Provided entries:

════════

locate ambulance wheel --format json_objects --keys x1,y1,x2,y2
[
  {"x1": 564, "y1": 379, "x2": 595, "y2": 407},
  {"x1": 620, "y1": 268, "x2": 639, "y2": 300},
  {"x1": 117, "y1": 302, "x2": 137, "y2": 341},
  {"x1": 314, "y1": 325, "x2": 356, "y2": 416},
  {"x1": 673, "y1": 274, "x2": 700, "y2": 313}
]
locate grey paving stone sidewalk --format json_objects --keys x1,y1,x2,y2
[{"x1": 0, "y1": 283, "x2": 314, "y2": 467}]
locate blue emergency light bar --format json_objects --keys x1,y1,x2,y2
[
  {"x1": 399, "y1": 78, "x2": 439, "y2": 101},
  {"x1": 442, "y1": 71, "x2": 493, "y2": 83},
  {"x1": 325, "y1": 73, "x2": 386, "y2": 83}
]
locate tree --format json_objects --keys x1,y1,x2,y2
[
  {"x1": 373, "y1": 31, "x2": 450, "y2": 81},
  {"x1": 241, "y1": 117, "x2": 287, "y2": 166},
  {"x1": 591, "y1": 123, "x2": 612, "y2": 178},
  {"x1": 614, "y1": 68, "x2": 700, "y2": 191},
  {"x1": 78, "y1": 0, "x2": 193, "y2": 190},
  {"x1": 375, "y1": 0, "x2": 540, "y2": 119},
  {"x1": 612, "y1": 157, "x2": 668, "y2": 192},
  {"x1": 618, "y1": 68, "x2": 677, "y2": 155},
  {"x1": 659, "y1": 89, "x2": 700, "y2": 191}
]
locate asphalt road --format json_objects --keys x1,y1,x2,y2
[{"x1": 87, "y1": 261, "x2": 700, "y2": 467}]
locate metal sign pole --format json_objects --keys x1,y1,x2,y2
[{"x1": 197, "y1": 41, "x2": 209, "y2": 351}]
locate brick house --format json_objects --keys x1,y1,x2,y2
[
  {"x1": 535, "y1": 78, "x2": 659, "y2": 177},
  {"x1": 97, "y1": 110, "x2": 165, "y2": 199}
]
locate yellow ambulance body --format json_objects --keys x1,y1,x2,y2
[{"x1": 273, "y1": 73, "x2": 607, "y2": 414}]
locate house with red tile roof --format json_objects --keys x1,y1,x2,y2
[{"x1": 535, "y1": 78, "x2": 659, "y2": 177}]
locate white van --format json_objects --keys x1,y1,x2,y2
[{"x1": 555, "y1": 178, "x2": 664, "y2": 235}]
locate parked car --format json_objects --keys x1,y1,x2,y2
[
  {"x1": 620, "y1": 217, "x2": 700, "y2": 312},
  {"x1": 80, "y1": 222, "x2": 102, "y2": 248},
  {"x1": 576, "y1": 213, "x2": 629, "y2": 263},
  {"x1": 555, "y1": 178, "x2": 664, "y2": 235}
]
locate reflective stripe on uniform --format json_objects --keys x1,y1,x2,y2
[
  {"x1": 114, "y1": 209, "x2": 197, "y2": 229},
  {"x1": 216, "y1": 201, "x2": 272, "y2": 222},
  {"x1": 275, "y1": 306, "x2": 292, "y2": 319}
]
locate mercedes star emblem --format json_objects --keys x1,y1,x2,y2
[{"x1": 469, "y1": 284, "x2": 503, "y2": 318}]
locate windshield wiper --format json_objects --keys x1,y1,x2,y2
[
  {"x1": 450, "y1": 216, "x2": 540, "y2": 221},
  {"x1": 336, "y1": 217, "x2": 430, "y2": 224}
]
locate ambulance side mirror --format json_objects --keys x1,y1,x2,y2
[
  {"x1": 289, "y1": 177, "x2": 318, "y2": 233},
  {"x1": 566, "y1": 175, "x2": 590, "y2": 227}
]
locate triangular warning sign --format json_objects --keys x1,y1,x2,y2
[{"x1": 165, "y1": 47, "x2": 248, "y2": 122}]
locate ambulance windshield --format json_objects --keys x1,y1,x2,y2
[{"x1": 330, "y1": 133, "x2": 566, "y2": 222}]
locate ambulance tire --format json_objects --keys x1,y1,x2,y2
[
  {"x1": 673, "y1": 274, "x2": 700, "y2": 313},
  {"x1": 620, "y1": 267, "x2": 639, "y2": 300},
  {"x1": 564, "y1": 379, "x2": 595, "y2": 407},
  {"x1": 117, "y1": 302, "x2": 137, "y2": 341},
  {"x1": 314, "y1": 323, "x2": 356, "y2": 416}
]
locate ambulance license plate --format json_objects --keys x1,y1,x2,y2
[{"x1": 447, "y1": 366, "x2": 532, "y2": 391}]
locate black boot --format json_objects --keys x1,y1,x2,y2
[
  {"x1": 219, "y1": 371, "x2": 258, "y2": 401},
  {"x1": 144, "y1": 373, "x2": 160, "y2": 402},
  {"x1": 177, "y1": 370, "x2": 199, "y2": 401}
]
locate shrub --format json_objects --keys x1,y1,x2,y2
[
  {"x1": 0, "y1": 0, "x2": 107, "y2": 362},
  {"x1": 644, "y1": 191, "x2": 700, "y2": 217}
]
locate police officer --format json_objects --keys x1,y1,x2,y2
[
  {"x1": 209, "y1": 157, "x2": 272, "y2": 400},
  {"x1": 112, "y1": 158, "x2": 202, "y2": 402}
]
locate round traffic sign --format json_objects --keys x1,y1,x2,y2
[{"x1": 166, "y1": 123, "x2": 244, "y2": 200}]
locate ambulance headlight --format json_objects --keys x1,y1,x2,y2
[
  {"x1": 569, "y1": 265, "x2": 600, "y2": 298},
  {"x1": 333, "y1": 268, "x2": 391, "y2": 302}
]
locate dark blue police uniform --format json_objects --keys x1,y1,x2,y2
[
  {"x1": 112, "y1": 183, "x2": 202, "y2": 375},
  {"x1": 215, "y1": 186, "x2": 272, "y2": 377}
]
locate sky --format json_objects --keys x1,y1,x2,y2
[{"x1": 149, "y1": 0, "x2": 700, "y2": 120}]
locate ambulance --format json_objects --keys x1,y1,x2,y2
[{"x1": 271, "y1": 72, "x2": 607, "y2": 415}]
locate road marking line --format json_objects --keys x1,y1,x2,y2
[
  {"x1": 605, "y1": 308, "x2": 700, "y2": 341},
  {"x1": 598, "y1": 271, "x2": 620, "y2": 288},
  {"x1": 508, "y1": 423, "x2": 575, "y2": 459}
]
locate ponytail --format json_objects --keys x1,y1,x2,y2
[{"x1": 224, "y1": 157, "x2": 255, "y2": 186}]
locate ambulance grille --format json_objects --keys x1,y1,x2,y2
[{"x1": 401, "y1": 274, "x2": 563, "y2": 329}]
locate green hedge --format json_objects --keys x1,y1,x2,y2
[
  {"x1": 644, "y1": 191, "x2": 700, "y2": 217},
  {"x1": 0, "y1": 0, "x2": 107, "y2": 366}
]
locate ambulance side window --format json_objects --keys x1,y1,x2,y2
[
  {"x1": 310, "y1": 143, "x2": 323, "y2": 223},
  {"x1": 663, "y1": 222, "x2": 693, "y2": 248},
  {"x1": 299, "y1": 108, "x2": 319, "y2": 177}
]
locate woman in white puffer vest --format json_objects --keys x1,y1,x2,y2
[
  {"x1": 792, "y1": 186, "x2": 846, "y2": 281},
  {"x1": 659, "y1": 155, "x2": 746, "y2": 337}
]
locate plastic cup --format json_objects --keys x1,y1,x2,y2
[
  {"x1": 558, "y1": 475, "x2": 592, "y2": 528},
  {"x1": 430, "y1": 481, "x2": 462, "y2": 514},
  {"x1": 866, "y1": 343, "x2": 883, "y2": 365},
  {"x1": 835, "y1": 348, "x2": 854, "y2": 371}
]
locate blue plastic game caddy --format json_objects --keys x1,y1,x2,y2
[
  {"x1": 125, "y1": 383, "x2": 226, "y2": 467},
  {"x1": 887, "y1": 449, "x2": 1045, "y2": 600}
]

════════

Exercise directions:
Faithfully transcribe the whole of the data.

Output of the exercise:
locate ambulance wheel --format json_objects --keys x1,y1,x2,y2
[
  {"x1": 564, "y1": 379, "x2": 595, "y2": 407},
  {"x1": 620, "y1": 268, "x2": 639, "y2": 300},
  {"x1": 117, "y1": 302, "x2": 137, "y2": 341},
  {"x1": 314, "y1": 325, "x2": 356, "y2": 416},
  {"x1": 673, "y1": 274, "x2": 700, "y2": 313}
]
locate grey paving stone sidewalk --format json_objects --keys x1,y1,x2,y2
[{"x1": 0, "y1": 283, "x2": 314, "y2": 467}]
locate blue emergency light bar --format json_objects --keys x1,y1,x2,y2
[
  {"x1": 399, "y1": 78, "x2": 439, "y2": 101},
  {"x1": 442, "y1": 71, "x2": 493, "y2": 83},
  {"x1": 325, "y1": 73, "x2": 386, "y2": 83}
]
locate tree --format json_objects --keys x1,y1,x2,y2
[
  {"x1": 373, "y1": 31, "x2": 450, "y2": 81},
  {"x1": 241, "y1": 117, "x2": 287, "y2": 166},
  {"x1": 591, "y1": 123, "x2": 612, "y2": 178},
  {"x1": 614, "y1": 68, "x2": 700, "y2": 191},
  {"x1": 78, "y1": 0, "x2": 193, "y2": 190},
  {"x1": 375, "y1": 0, "x2": 540, "y2": 119},
  {"x1": 612, "y1": 157, "x2": 668, "y2": 192},
  {"x1": 618, "y1": 68, "x2": 677, "y2": 155},
  {"x1": 659, "y1": 89, "x2": 700, "y2": 191}
]
locate asphalt road --format json_objects --keys x1,y1,x2,y2
[{"x1": 87, "y1": 261, "x2": 700, "y2": 467}]
locate metal sign pole --format json_objects --keys x1,y1,x2,y2
[{"x1": 197, "y1": 41, "x2": 209, "y2": 351}]
locate brick house --format json_objects --keys x1,y1,x2,y2
[
  {"x1": 535, "y1": 78, "x2": 659, "y2": 177},
  {"x1": 97, "y1": 110, "x2": 165, "y2": 199}
]
locate yellow ambulance body --format json_objects --keys x1,y1,x2,y2
[{"x1": 273, "y1": 73, "x2": 607, "y2": 414}]
locate house with red tile roof --format json_objects --keys x1,y1,x2,y2
[{"x1": 535, "y1": 78, "x2": 659, "y2": 177}]
locate white van --format json_objects --keys x1,y1,x2,y2
[{"x1": 555, "y1": 178, "x2": 664, "y2": 235}]
locate parked car --format json_objects --keys x1,y1,x2,y2
[
  {"x1": 620, "y1": 217, "x2": 700, "y2": 312},
  {"x1": 80, "y1": 222, "x2": 102, "y2": 248},
  {"x1": 576, "y1": 213, "x2": 629, "y2": 263},
  {"x1": 555, "y1": 178, "x2": 664, "y2": 235}
]
locate reflective stripe on uniform --format json_objects --keys x1,y1,x2,y2
[
  {"x1": 114, "y1": 209, "x2": 197, "y2": 229},
  {"x1": 216, "y1": 201, "x2": 272, "y2": 222},
  {"x1": 275, "y1": 306, "x2": 292, "y2": 319}
]
locate mercedes star emblem --format json_objects --keys x1,y1,x2,y2
[{"x1": 469, "y1": 284, "x2": 503, "y2": 318}]
locate windshield wiper --format json_objects --keys x1,y1,x2,y2
[
  {"x1": 450, "y1": 216, "x2": 540, "y2": 221},
  {"x1": 336, "y1": 217, "x2": 430, "y2": 224}
]
locate ambulance side mirror --format json_objects --keys x1,y1,x2,y2
[
  {"x1": 289, "y1": 177, "x2": 318, "y2": 233},
  {"x1": 566, "y1": 175, "x2": 590, "y2": 227}
]
locate triangular warning sign --format json_objects --keys x1,y1,x2,y2
[{"x1": 165, "y1": 47, "x2": 248, "y2": 122}]
locate ambulance windshield --format json_objects --keys x1,y1,x2,y2
[{"x1": 330, "y1": 133, "x2": 566, "y2": 222}]
locate ambulance tire --format json_objects --keys x1,y1,x2,y2
[
  {"x1": 673, "y1": 274, "x2": 700, "y2": 313},
  {"x1": 620, "y1": 267, "x2": 639, "y2": 300},
  {"x1": 564, "y1": 379, "x2": 595, "y2": 407},
  {"x1": 117, "y1": 302, "x2": 137, "y2": 341},
  {"x1": 314, "y1": 323, "x2": 356, "y2": 416}
]
locate ambulance license plate --format json_objects --keys x1,y1,x2,y2
[{"x1": 447, "y1": 366, "x2": 532, "y2": 391}]
locate black boot --format json_objects --keys x1,y1,x2,y2
[
  {"x1": 219, "y1": 371, "x2": 258, "y2": 401},
  {"x1": 144, "y1": 373, "x2": 160, "y2": 402},
  {"x1": 177, "y1": 370, "x2": 199, "y2": 401}
]
locate shrub --format json_objects --keys x1,y1,x2,y2
[
  {"x1": 0, "y1": 0, "x2": 107, "y2": 362},
  {"x1": 644, "y1": 191, "x2": 700, "y2": 217}
]
locate police officer --format json_objects --keys x1,y1,x2,y2
[
  {"x1": 209, "y1": 157, "x2": 272, "y2": 400},
  {"x1": 112, "y1": 158, "x2": 202, "y2": 402}
]
locate round traffic sign --format json_objects --keys x1,y1,x2,y2
[{"x1": 166, "y1": 123, "x2": 244, "y2": 200}]
locate ambulance headlight --format json_objects --keys x1,y1,x2,y2
[
  {"x1": 569, "y1": 265, "x2": 600, "y2": 298},
  {"x1": 333, "y1": 268, "x2": 391, "y2": 302}
]
locate dark blue police uniform --format json_objects --keys x1,y1,x2,y2
[
  {"x1": 112, "y1": 183, "x2": 202, "y2": 375},
  {"x1": 215, "y1": 186, "x2": 272, "y2": 377}
]
locate sky --format json_objects --keys x1,y1,x2,y2
[{"x1": 149, "y1": 0, "x2": 700, "y2": 120}]
locate ambulance --format json_objects --keys x1,y1,x2,y2
[{"x1": 271, "y1": 72, "x2": 607, "y2": 415}]
locate road marking line --format json_objects --keys x1,y1,x2,y2
[
  {"x1": 605, "y1": 308, "x2": 700, "y2": 341},
  {"x1": 598, "y1": 271, "x2": 620, "y2": 288},
  {"x1": 508, "y1": 423, "x2": 575, "y2": 459}
]
locate ponytail --format json_objects --keys x1,y1,x2,y2
[{"x1": 224, "y1": 157, "x2": 255, "y2": 186}]
locate ambulance grille --format json_objects --keys x1,y1,x2,y2
[{"x1": 401, "y1": 274, "x2": 563, "y2": 329}]
locate green hedge --format json_objects --keys x1,y1,x2,y2
[
  {"x1": 644, "y1": 191, "x2": 700, "y2": 217},
  {"x1": 0, "y1": 0, "x2": 107, "y2": 366}
]
locate ambulance side window --format json_objects --keys x1,y1,x2,y2
[
  {"x1": 310, "y1": 143, "x2": 323, "y2": 223},
  {"x1": 663, "y1": 222, "x2": 693, "y2": 248},
  {"x1": 299, "y1": 108, "x2": 319, "y2": 177}
]
locate woman in white puffer vest --format json_objects --keys x1,y1,x2,y2
[
  {"x1": 792, "y1": 186, "x2": 846, "y2": 281},
  {"x1": 659, "y1": 155, "x2": 746, "y2": 337}
]
locate plastic cup --format json_objects --keys x1,y1,x2,y2
[
  {"x1": 558, "y1": 475, "x2": 592, "y2": 528},
  {"x1": 430, "y1": 481, "x2": 462, "y2": 514},
  {"x1": 866, "y1": 343, "x2": 883, "y2": 365},
  {"x1": 835, "y1": 348, "x2": 854, "y2": 371}
]
locate blue plastic game caddy --format json_objects --keys x1,y1,x2,y2
[
  {"x1": 125, "y1": 383, "x2": 226, "y2": 467},
  {"x1": 887, "y1": 449, "x2": 1045, "y2": 600}
]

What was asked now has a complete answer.